Filter the entries and keep only the lines where the string "instance" appears.
━━━━━ STUDY MATERIAL ━━━━━
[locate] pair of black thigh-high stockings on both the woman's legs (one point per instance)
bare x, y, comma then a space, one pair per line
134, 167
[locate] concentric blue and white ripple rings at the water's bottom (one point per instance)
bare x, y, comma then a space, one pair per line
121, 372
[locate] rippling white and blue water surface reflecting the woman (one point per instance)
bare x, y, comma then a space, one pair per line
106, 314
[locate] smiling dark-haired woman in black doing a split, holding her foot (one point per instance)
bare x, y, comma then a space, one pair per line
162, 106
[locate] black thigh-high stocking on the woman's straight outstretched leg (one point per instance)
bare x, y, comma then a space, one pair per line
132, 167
━━━━━
━━━━━ STUDY MATERIAL ━━━━━
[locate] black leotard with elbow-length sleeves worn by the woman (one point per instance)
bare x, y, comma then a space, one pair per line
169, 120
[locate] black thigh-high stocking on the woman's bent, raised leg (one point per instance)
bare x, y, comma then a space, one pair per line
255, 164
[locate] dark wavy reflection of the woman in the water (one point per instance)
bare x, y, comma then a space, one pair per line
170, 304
━━━━━
━━━━━ STUDY MATERIAL ━━━━━
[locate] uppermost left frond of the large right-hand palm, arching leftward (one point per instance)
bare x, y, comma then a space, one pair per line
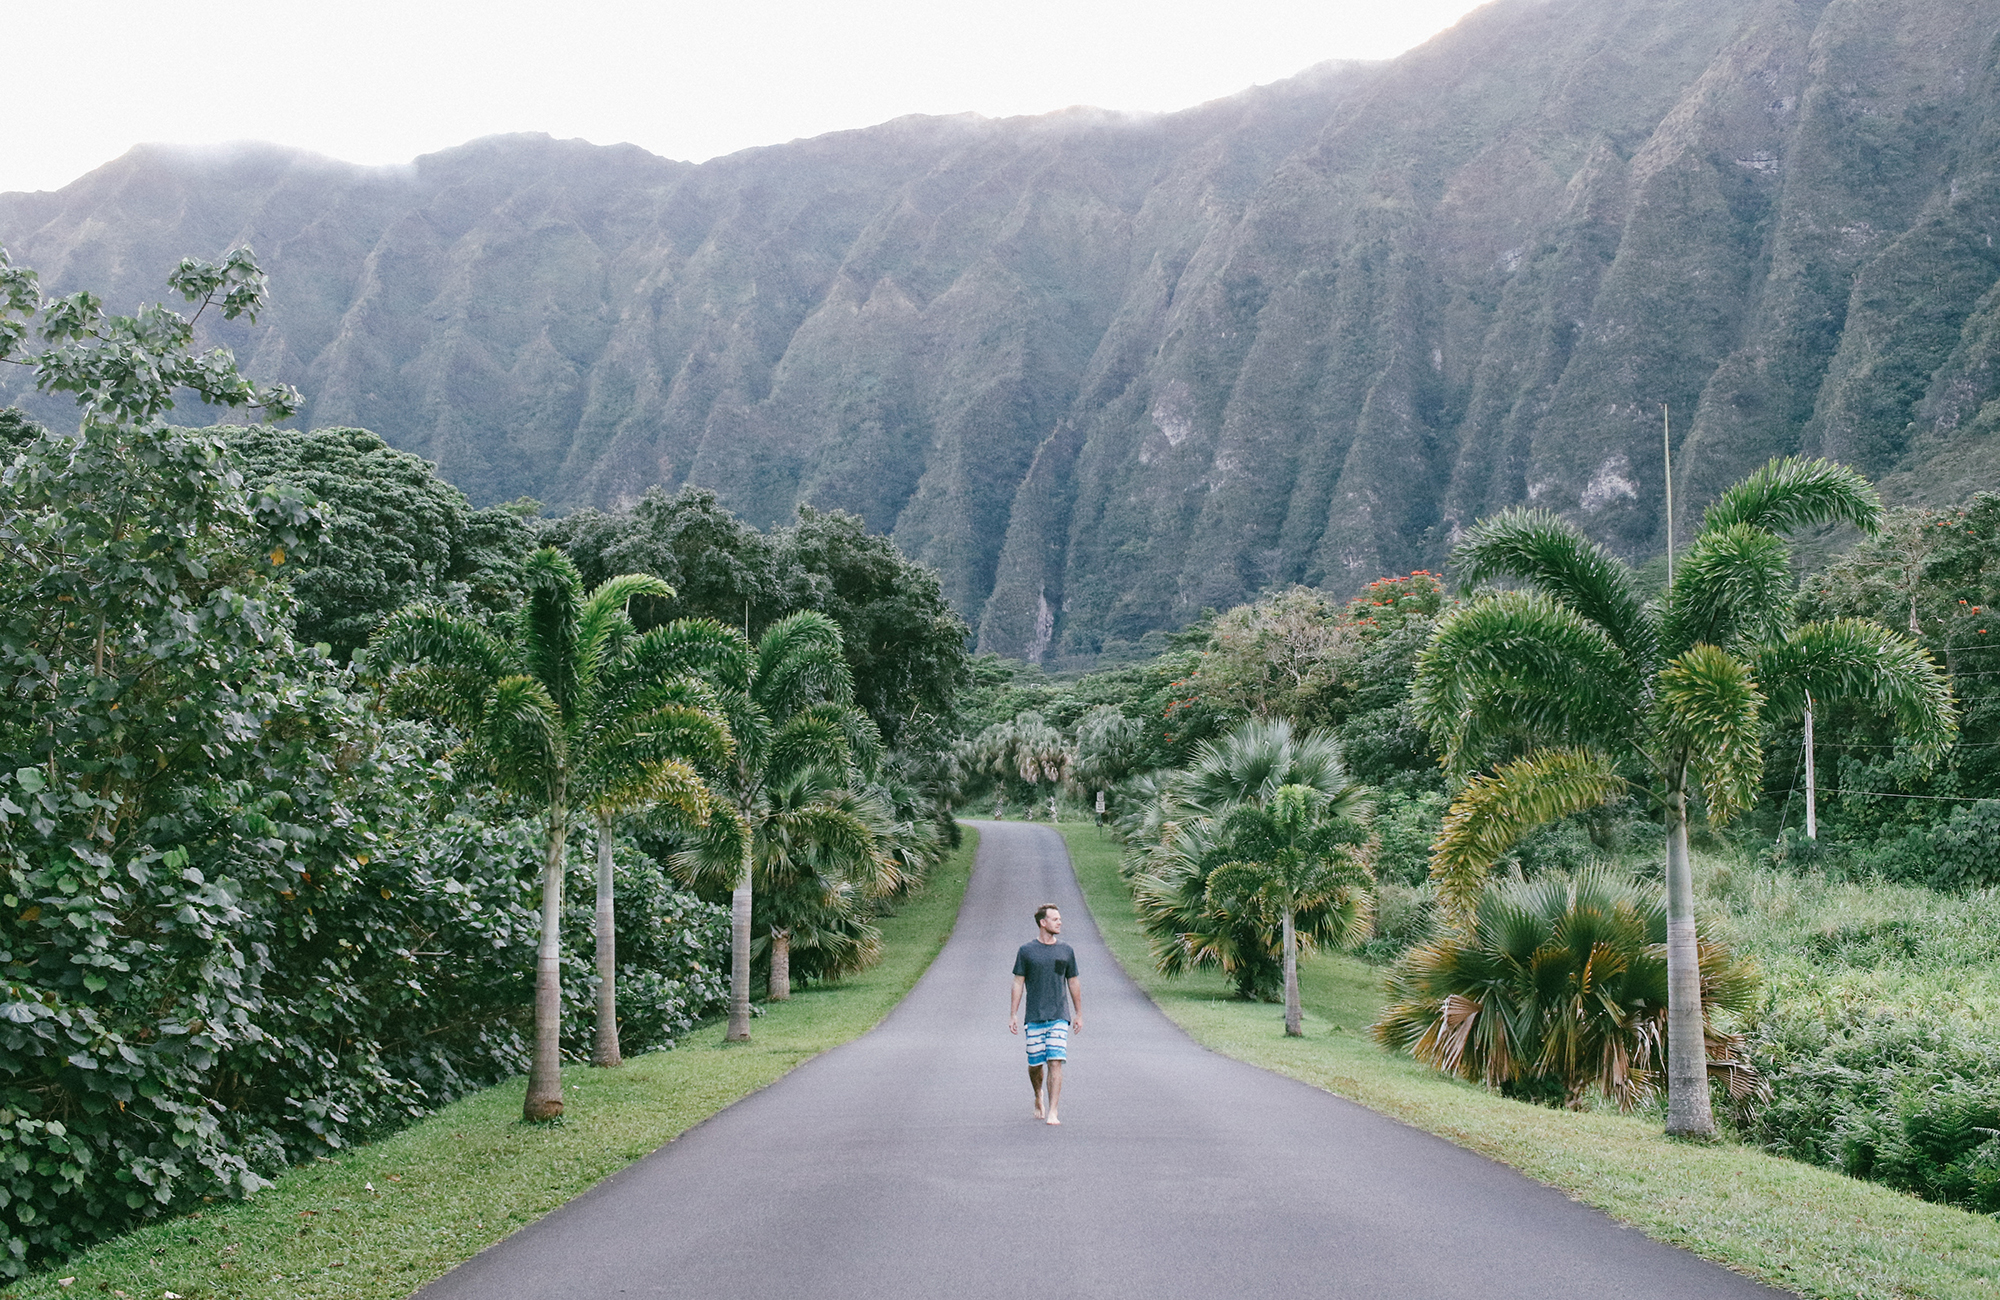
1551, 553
━━━━━
• _ANSWER BOX_:
[locate] pair of black thigh-high stockings on both the woman's legs (one point per instance)
[locate] concentric blue and white ripple rings at the water's bottom (one point per instance)
[locate] rippling white and blue water surface reflecting the woman (one point per instance)
[locate] smiling dark-haired woman in black doing a split, holding her foot (one point per instance)
[locate] black thigh-high stocking on the woman's straight outstretched leg (one point per instance)
[locate] black leotard with elbow-length sleeves worn by the woman (one point per instance)
[locate] black thigh-high stocking on the woman's bent, raised leg (one point per instance)
[locate] dark wavy reflection of the woman in the water (one point per instance)
[locate] uppermost left frond of the large right-hand palm, arching leftward (one point per instance)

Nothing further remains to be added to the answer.